Data records:
------------------------------------------------

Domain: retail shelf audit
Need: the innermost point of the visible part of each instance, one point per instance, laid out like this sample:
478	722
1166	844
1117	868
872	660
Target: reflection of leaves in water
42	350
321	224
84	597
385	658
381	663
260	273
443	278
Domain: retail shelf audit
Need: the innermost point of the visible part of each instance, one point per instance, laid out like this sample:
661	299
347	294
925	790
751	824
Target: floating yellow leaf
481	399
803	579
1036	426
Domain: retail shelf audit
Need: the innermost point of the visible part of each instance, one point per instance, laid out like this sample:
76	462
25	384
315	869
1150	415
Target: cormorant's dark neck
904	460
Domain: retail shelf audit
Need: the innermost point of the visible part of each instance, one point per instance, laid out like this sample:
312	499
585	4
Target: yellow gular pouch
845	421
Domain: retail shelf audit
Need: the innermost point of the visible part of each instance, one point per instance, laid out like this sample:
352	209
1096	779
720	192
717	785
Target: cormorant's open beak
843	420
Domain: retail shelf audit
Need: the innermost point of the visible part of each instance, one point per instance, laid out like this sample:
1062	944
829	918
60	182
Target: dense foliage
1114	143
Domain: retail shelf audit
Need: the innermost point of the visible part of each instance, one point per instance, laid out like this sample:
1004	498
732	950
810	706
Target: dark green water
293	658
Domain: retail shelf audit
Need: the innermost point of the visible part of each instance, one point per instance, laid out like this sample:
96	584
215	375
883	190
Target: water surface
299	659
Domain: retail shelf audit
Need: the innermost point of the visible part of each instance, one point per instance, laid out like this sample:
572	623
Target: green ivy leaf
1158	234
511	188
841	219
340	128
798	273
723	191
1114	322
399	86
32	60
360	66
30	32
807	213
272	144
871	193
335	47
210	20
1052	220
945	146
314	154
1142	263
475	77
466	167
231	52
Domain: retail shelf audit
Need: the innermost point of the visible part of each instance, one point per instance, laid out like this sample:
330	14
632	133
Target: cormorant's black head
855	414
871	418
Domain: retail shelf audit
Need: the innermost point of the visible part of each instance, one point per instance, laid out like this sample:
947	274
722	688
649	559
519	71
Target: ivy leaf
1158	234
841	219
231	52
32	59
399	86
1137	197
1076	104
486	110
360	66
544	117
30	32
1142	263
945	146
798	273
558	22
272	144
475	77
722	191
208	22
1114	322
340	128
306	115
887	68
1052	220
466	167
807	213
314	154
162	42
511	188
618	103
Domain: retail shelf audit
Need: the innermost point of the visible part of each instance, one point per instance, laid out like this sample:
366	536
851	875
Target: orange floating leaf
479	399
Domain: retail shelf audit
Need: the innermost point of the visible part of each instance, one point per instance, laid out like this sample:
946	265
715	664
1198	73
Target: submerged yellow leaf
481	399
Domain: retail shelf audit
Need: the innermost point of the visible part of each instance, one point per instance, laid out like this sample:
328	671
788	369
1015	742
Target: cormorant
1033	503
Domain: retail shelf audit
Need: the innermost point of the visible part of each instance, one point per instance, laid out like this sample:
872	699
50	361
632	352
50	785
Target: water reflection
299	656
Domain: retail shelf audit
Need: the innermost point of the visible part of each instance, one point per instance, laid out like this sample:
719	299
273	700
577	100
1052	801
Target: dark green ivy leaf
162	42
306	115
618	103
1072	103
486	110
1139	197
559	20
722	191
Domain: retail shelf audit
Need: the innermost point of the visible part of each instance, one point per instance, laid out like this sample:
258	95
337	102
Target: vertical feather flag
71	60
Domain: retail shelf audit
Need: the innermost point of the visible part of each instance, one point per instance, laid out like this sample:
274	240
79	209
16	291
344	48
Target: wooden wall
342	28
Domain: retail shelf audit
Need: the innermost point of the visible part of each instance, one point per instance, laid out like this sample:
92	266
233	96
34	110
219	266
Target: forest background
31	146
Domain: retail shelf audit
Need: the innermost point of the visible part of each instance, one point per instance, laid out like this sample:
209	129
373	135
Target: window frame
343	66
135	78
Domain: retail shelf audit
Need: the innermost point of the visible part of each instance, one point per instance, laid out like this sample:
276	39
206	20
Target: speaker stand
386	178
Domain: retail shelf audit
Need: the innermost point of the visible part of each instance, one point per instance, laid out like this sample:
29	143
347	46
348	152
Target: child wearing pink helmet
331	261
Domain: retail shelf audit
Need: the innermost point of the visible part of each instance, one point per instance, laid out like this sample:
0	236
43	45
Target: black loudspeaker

------------------------------------------------

Problem to solve:
Nothing should be dropped or changed, so repeat all of the entries exactly.

Exercise output:
Domain: retail shelf audit
Need: the innermost point of the visible part of each instance, one point per instance, laid out like this sample:
478	722
1166	844
1117	868
872	660
Target: reflection of leaves in water
42	350
321	224
84	597
385	658
381	663
260	273
443	278
Domain: retail shelf audit
Need: the innermost point of the visible part of each instance, one point per instance, laid out like this sample:
661	299
347	294
925	790
751	824
Target: floating yellow leaf
481	399
803	579
1036	426
Domain: retail shelf audit
Need: the innermost point of the visible part of each instance, one point per instance, laid out like this sample:
76	462
25	384
315	869
1150	415
Target: cormorant's dark neck
904	460
Domain: retail shelf audit
Need: the innermost point of the visible part of each instance, one point per instance, laid out like this sample:
312	499
585	4
Target: yellow gular pouch
845	421
Domain: retail shelf audit
Need: the innermost point of the visible part of each instance, one point per instance, laid out like this sample:
352	209
1096	779
720	192
717	785
Target: cormorant's open beak
843	420
Domain: retail shelf audit
Need: the innermost point of the visible part of each instance, one point per instance, laid out like this sample:
1062	944
829	918
60	182
Target: dense foliage
1114	143
Domain: retail shelf audit
Need: the innermost point of the visible part of each instance, one point per instance, laid out like this sample:
1004	498
732	950
810	706
Target: dark green water
293	658
Domain: retail shelf audit
Need: the innermost point of the visible part of each instance, one point per instance, laid out like this sample:
96	584
215	375
883	190
Target: water surface
299	659
Domain: retail shelf audit
Need: the innermost point of the visible part of each instance, one point per instance, laid out like this sample:
572	623
Target: green ivy leaf
1158	234
511	188
841	219
340	128
798	273
723	191
1114	322
399	86
32	60
360	66
30	32
807	213
272	144
871	193
335	47
210	20
1052	220
945	146
314	154
1142	263
475	77
466	167
231	52
Domain: retail shelf audit
Need: the innermost point of the visible part of each instance, one point per instance, laid out like this sample:
330	14
632	133
Target: cormorant's black head
855	414
871	418
Domain: retail shelf audit
Need: the innermost point of the visible part of each instance, one point per instance, laid out like this sample:
947	274
722	688
649	559
519	71
Target: ivy leaf
1158	234
841	219
231	52
32	59
399	86
1137	197
1076	104
486	110
360	66
544	117
30	32
1142	263
945	146
798	273
558	22
272	144
475	77
722	191
208	22
1114	322
340	128
306	115
887	68
1052	220
466	167
807	213
314	154
162	42
511	188
618	103
Domain: retail shelf audit
Need: the innermost point of the visible part of each instance, one point per instance, laid out like this sample:
366	536
851	875
Target: orange floating leaf
479	399
Domain: retail shelf audit
Need: the innermost point of the visible part of each instance, one point per instance, laid out like this sample:
946	265
715	664
1198	73
Target: submerged yellow leaf
481	399
Domain: retail shelf audit
Need: the innermost point of the visible part of each instance, one point per instance, laid out like this sample:
328	671
788	369
1015	742
Target: cormorant
1033	503
Domain: retail shelf audit
Need: the innermost point of the visible part of each instance, one point per instance, laid out like this sample:
872	699
50	361
632	352
50	785
Target: water reflection
299	656
Domain: retail shelf audit
Need: the innermost point of the visible part of each instance, one point per instance, laid out like this sample:
719	299
273	700
577	100
1052	801
Target: dark green ivy leaf
162	42
306	115
618	103
1072	103
486	110
1139	197
559	20
722	191
Domain: retail shelf audit
Need: the innermost point of the visible part of each instance, one point per instance, laid out like this sample:
258	95
337	102
Target: vertical feather flag
71	60
Domain: retail shelf audit
Need: the innermost point of the visible part of each instance, one point per instance, laid out like this sample:
274	240
79	209
16	291
344	48
Target: wooden wall
342	28
Domain: retail shelf audit
Need: the innermost point of the visible part of each instance, one point per instance, laid out like this sample:
92	266
233	96
34	110
219	266
Target: forest background
31	146
Domain: retail shelf audit
Need: the innermost point of the visible part of each instance, one point per instance, laid out like this sample:
209	129
373	135
Target: window frame
343	66
135	78
Domain: retail shelf audit
Need: the innermost point of the visible part of each instance, one point per instance, laid out like this sample:
276	39
206	20
Target: speaker stand
386	178
Domain: retail shelf audit
Need: the innermost point of the visible part of each instance, one point per instance, laid out like this sample:
29	143
347	46
348	152
Target: child wearing pink helmet
331	261
Domain: retail shelf audit
Need: the innermost point of the visible part of each instance, one point per instance, laid out like this sample:
0	236
43	45
Target: black loudspeaker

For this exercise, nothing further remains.